| Page |
------------------------------------------------
I do not hesitate to say that each day I live in my heart I most heartily thank the good friends who have made it possible for Tuskegee to be; I am also most grateful that I was able to reach it and receive the training which I received there. I did nothing great while at Tuskegee, but I remember with pride that I gave no trouble in any way during my sojourn.
I used my spare hours making picture-frames, repairing window-shades, making flower-stands and flower-boxes, and working flower-gardens for the various Faculty families. The money received I saved until the end of the school term. At the end of each term there were always a large number of students who cared nothing for their books, and all but gave them away. Looking three months ahead, I bought these books and sold them to new students who entered the following year.
One year alone I cleared $40 in this way. The second-hand book business among the students began from this effort on my part to add to my little pile of cash money.
Having completed the course with a class of thirty-one members, May 26, 1896, I started straight for my home, Meridian, Miss.
For six years, as a student, I had been at Tuskegee and under its influences; now I had only my conscience to dictate to me and to keep me straight. Feeling that I could not do much good at Meridian, I started for Texas, having had a position promised me.
I reached Mobile, Ala., while en route, and heard that Miss Mary Clinton, previously mentioned, was in Tampa, Fla. Feeling that she still had some interest in me, I again decided to go to her for advice.
I reached the city of Tampa with but a small sum in my pocket. The town was undergoing a "boom," and I was certain that it would not be long before I would be earning something, but, to my disappointment, I found about thirty men looking for every job in sight. After much wearying search I became thoroughly convinced that Tampa was too large a city not to give me something to do besides "looking up into the air." Finally, one rainy morning I secured work at a freight-house.
It was my lot to go first up the wet, steep, and slippery gang-plank. Not being used to such a task, I fell, the truck with 350 pounds narrowly escaping me. I got up and made a second attempt to carry my load, and with success. I had been there two months when the agent wanted some new shelves built in the storehouse. He told one of his employees to go for a carpenter. He replied, "This man Calhoun can do any such work you want done." The agent had me get my tools and do the work. A few days afterward he wanted a first-class cook to prepare and serve a special Christmas dinner. The same employee told him, "Calhoun can do it."
The motto of my class was, "We Conquer by Labor."
On April 29, 1897, both Miss Clinton and myself were called to a school in South Carolina, and in a simple way, with $50 saved, we married and boarded the train for our new field of labor. After giving up our work and reaching Sanford, 125 miles away, we received a letter asking us to defer our coming until the following October.
------------------------------------------------
| Listing |

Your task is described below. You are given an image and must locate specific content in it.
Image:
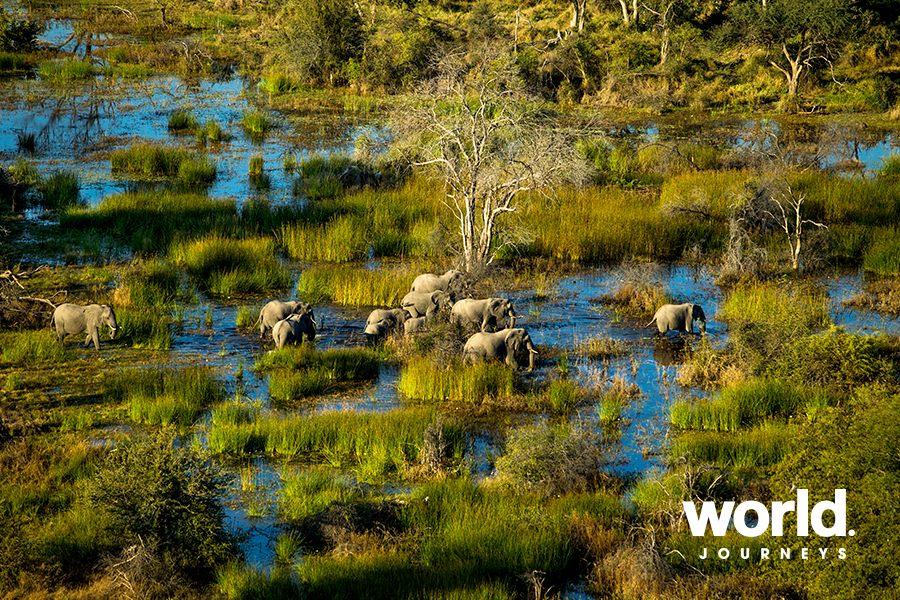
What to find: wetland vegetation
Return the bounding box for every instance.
[0,0,900,600]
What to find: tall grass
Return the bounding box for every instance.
[114,259,180,308]
[253,346,379,381]
[397,358,525,405]
[281,217,369,263]
[110,144,190,177]
[60,191,238,254]
[278,468,363,521]
[38,59,95,83]
[669,421,791,468]
[169,109,197,133]
[107,367,225,427]
[520,188,727,263]
[209,409,464,481]
[670,379,829,431]
[116,307,172,350]
[38,171,81,211]
[297,266,417,306]
[241,111,273,138]
[0,330,72,365]
[169,235,291,296]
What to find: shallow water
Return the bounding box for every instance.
[0,44,900,576]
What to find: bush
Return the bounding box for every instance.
[84,432,233,580]
[497,424,606,496]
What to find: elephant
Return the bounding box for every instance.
[366,308,409,327]
[403,317,427,335]
[400,290,453,317]
[463,328,538,371]
[450,298,517,331]
[272,314,316,350]
[363,308,409,342]
[256,300,316,337]
[646,303,706,335]
[409,269,466,294]
[50,304,119,350]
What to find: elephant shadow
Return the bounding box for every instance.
[653,337,693,367]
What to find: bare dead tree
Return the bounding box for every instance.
[765,183,828,271]
[392,43,587,271]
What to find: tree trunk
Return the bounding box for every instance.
[570,0,587,33]
[619,0,631,25]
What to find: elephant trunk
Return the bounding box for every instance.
[528,344,537,371]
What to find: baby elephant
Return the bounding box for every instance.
[256,300,316,337]
[646,304,706,335]
[50,304,119,350]
[463,328,537,371]
[272,314,316,350]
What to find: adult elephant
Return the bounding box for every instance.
[409,269,466,295]
[646,303,706,335]
[450,298,518,331]
[50,304,119,350]
[463,327,537,371]
[403,317,428,335]
[363,308,409,343]
[400,290,453,317]
[272,314,316,350]
[257,300,316,337]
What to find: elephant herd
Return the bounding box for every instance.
[364,270,537,370]
[51,270,706,371]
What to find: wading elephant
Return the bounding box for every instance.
[450,298,517,331]
[409,269,466,295]
[463,328,537,371]
[363,308,409,343]
[647,304,706,335]
[257,300,316,337]
[403,317,427,335]
[50,304,119,350]
[272,314,316,350]
[400,290,453,317]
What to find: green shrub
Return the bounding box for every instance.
[38,171,81,211]
[497,424,607,496]
[84,432,233,579]
[169,235,291,296]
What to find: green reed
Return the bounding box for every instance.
[297,266,417,306]
[169,235,291,296]
[397,358,525,404]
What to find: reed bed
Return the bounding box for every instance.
[297,266,417,307]
[241,110,274,138]
[719,283,831,336]
[169,235,291,296]
[397,358,520,405]
[0,330,72,365]
[38,59,96,83]
[522,188,727,263]
[209,409,464,481]
[670,379,828,431]
[280,216,369,263]
[114,307,172,350]
[113,258,180,309]
[253,346,380,381]
[278,468,363,521]
[169,110,198,134]
[60,191,238,254]
[110,144,190,177]
[575,336,629,360]
[669,421,792,468]
[38,171,81,211]
[106,367,225,407]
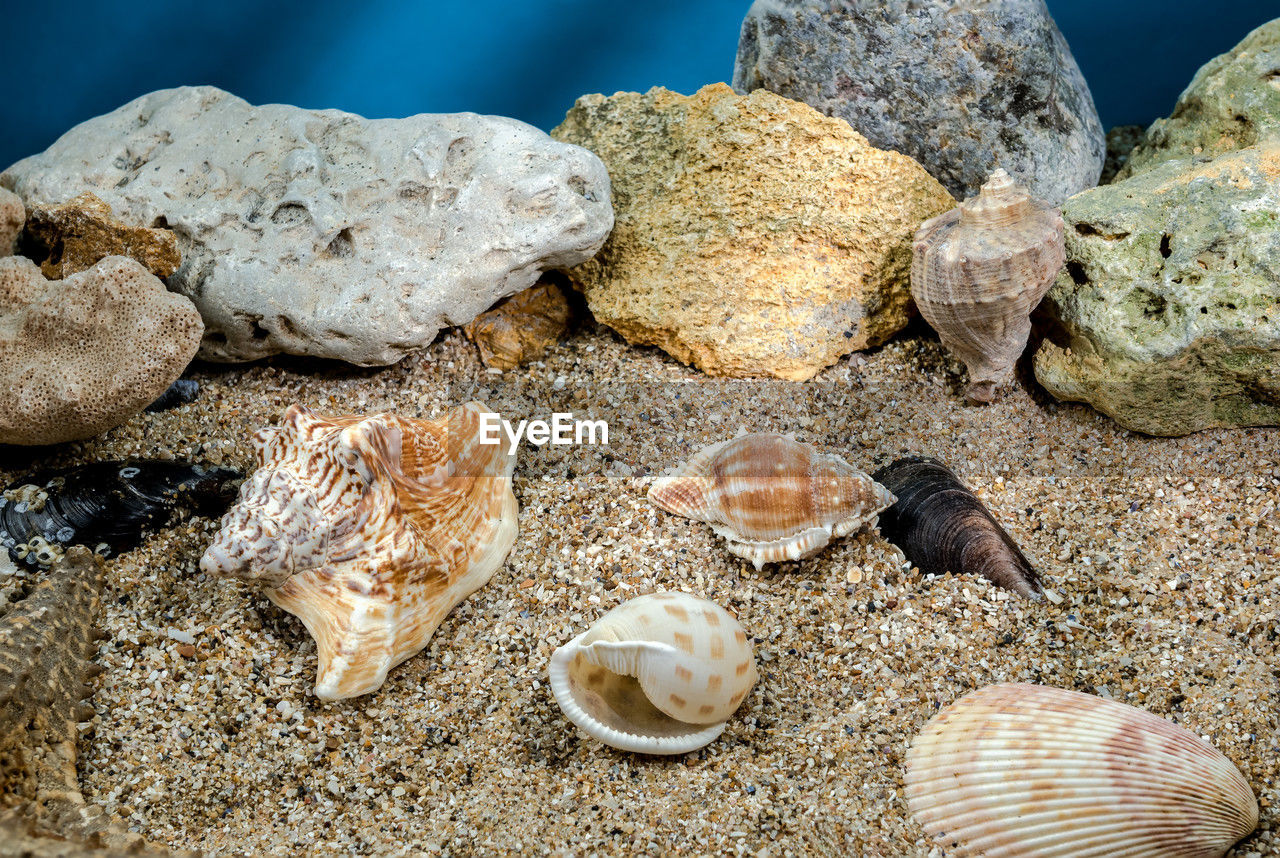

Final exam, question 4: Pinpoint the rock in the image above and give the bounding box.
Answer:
[1036,141,1280,435]
[22,193,182,280]
[463,282,571,369]
[0,188,27,256]
[0,256,204,444]
[1098,125,1146,184]
[733,0,1106,205]
[1119,18,1280,179]
[552,83,955,380]
[0,87,613,365]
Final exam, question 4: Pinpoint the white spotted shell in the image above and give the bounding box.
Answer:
[649,432,895,569]
[906,683,1258,858]
[548,593,758,754]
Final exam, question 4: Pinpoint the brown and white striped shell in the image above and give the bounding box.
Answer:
[548,593,758,754]
[200,402,516,700]
[911,170,1066,402]
[649,433,893,569]
[906,683,1258,858]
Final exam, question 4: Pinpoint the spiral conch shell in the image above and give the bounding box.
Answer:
[200,402,516,700]
[906,683,1258,858]
[649,433,893,569]
[911,170,1066,402]
[548,593,758,754]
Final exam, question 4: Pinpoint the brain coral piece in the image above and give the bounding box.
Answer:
[0,188,27,256]
[0,256,204,444]
[22,193,182,280]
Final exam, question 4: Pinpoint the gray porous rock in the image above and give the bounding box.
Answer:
[1119,18,1280,179]
[733,0,1106,205]
[0,188,27,256]
[0,86,613,366]
[1036,140,1280,435]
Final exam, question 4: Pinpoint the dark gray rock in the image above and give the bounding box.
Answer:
[733,0,1106,205]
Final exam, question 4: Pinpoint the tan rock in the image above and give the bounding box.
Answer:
[462,282,571,369]
[552,83,956,380]
[0,256,204,444]
[0,188,27,256]
[22,193,182,280]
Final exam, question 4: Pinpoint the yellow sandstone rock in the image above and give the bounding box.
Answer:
[22,193,182,280]
[552,83,956,380]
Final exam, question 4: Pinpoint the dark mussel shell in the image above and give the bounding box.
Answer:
[143,378,200,412]
[872,456,1044,599]
[0,460,243,567]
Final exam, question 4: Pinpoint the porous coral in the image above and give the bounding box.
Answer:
[0,256,204,444]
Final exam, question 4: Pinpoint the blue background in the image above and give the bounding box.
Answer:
[0,0,1280,168]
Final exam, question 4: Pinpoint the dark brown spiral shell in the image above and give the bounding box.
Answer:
[872,456,1044,599]
[0,460,243,569]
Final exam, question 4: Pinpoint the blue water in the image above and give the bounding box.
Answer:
[0,0,1280,166]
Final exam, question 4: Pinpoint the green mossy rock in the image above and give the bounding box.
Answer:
[1119,18,1280,179]
[1036,140,1280,435]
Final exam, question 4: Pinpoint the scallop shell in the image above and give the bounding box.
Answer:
[906,683,1258,858]
[649,433,893,569]
[911,170,1066,402]
[200,402,516,700]
[872,456,1044,599]
[548,593,758,754]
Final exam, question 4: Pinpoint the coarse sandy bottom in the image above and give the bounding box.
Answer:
[0,329,1280,857]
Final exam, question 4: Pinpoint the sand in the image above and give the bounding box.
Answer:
[0,328,1280,857]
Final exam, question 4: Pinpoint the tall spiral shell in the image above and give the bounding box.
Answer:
[548,593,758,754]
[906,683,1258,858]
[911,170,1066,402]
[649,432,893,569]
[200,402,516,700]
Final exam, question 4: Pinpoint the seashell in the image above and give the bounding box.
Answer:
[649,433,893,569]
[200,402,516,700]
[0,460,243,569]
[906,683,1258,858]
[911,170,1066,402]
[143,378,200,412]
[872,456,1044,599]
[548,593,758,754]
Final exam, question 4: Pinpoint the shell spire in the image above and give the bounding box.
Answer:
[200,402,516,700]
[911,169,1066,402]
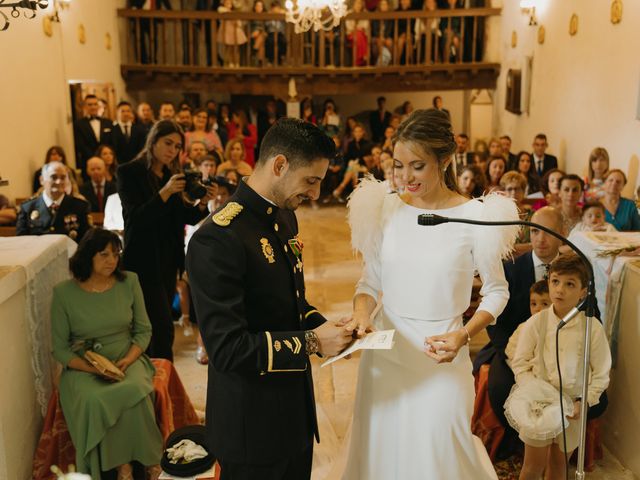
------------------------------------------------
| Problem to work on |
From the Tuskegee account above, reproduce word for word the passage starting with "I reached Mobile, Ala., while" and going on through "her for advice.".

| Finished answer |
I reached Mobile, Ala., while en route, and heard that Miss Mary Clinton, previously mentioned, was in Tampa, Fla. Feeling that she still had some interest in me, I again decided to go to her for advice.